- [Dataset rows]:
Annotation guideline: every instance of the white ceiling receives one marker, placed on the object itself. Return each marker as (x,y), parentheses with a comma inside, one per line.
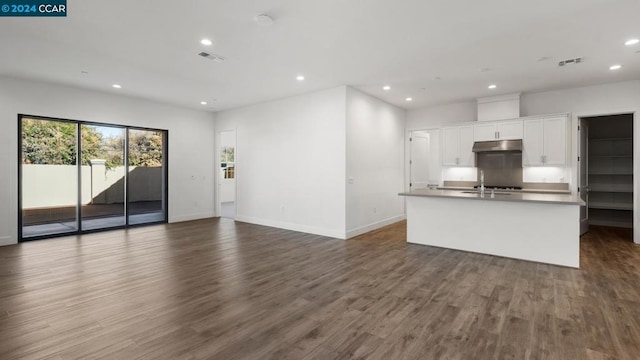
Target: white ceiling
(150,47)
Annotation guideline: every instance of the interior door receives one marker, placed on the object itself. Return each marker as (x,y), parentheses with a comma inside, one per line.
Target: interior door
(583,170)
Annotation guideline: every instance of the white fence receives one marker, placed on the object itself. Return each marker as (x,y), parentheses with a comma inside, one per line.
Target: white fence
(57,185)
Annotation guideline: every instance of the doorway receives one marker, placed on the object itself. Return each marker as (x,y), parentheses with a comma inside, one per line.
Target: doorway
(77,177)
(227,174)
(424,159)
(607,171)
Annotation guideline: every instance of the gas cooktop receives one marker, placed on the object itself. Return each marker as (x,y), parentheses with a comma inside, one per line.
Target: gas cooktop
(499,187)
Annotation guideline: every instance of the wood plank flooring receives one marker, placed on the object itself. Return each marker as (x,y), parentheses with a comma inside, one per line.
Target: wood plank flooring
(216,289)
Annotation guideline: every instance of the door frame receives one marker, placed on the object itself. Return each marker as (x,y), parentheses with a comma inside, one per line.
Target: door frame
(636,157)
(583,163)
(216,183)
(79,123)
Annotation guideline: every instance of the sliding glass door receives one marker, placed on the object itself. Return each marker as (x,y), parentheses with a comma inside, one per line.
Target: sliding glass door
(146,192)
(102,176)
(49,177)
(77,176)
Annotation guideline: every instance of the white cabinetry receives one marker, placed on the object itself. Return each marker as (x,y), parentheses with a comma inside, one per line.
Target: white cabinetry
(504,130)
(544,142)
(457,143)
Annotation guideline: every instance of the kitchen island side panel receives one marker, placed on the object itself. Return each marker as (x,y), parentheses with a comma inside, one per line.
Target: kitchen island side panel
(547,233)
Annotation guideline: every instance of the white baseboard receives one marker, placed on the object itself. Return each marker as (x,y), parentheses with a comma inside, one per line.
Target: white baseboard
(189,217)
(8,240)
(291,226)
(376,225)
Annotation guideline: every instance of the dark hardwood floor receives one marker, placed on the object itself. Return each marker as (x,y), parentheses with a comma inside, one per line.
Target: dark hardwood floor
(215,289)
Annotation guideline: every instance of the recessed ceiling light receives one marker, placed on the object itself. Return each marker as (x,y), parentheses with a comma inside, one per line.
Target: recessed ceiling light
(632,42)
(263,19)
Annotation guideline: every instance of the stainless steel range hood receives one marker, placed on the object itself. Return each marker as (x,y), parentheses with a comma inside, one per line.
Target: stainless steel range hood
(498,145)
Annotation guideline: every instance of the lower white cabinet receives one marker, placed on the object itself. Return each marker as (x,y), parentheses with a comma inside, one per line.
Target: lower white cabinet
...
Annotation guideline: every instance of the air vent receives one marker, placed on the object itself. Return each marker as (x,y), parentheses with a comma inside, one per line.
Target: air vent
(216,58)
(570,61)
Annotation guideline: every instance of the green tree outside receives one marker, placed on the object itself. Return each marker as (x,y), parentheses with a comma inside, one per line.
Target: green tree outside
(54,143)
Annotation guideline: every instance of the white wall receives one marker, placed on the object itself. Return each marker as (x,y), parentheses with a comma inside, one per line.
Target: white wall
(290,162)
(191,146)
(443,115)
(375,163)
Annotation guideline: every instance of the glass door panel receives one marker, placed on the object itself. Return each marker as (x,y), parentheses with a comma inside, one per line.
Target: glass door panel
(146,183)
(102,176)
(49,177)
...
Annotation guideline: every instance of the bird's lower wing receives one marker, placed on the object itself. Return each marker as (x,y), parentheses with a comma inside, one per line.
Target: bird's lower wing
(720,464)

- [What you have to do]:
List every line of the material above that contains the string "plank", treating uppercase and lowercase as different.

- [Solution to this exercise]:
Annotation guideline: every instance of the wood plank flooring receives one marker, placed on the object itself. Return each marker as (x,y), parentheses with a comma inside, one per line.
Target: wood plank flooring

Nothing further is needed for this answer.